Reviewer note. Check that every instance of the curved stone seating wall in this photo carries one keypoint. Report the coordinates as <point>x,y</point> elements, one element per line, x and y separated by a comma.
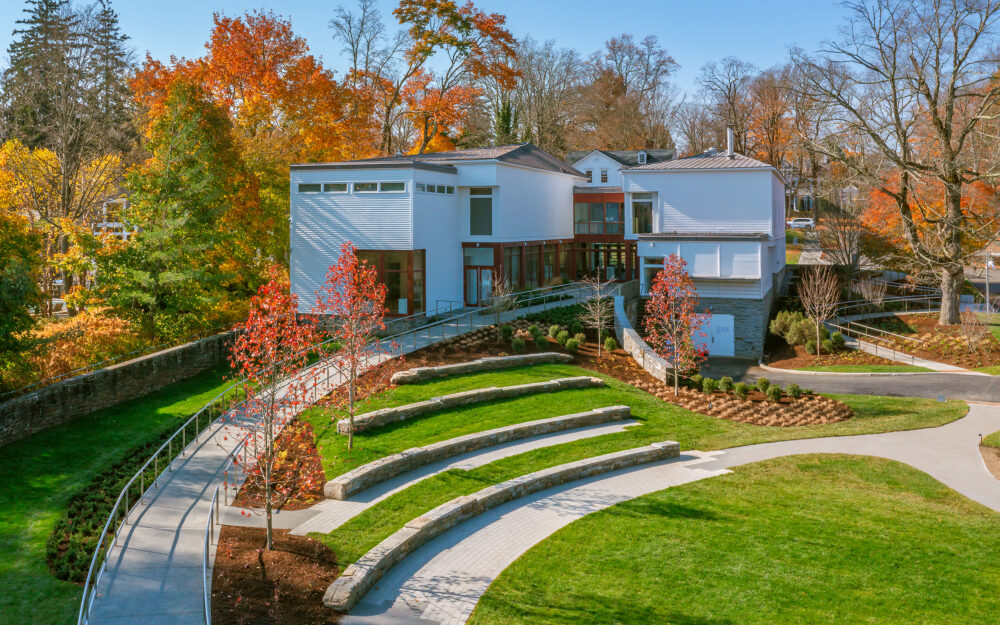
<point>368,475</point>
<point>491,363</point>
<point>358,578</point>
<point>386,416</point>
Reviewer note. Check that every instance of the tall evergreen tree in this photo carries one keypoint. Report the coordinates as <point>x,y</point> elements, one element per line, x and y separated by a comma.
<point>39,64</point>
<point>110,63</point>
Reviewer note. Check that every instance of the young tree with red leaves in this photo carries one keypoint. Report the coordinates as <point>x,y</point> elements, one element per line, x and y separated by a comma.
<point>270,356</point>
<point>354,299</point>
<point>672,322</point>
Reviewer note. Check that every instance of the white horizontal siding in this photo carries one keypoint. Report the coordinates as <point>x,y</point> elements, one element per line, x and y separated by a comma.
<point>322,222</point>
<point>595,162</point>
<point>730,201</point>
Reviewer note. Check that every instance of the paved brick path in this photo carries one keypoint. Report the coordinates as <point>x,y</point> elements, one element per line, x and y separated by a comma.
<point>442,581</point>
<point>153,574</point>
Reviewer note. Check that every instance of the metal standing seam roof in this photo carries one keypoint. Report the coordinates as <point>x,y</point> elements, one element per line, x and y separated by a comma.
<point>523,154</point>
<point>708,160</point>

* * *

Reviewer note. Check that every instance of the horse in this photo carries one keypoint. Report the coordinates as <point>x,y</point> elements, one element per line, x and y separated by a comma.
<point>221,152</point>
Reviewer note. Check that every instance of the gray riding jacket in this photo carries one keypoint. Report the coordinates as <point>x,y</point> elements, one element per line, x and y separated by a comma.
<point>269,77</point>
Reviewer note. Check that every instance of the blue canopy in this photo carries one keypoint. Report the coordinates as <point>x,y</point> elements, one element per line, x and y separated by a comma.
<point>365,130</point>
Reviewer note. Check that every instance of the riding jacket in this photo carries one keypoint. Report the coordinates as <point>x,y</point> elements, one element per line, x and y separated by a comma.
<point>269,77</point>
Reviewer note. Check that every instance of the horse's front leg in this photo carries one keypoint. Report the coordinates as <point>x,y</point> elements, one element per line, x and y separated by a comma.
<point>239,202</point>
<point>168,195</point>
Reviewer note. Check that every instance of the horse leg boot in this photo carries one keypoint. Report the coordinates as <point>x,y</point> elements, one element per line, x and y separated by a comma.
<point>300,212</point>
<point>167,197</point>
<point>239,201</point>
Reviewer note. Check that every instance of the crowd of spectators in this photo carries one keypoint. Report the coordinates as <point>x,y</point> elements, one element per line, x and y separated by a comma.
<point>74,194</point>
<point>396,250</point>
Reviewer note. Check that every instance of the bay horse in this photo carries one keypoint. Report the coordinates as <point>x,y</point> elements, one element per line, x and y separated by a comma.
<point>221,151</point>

**Set task**
Reproduce word for word the lines beginning with the one that contains "Reviewer note. Check that every instance of the bay" and continuing through the one that contains "<point>221,151</point>".

**Solution for this task**
Reviewer note. Check that every instance of the bay horse in this photo carries one keypoint. Report the coordinates as <point>x,y</point> elements, one element per line, x and y separated by a comma.
<point>221,151</point>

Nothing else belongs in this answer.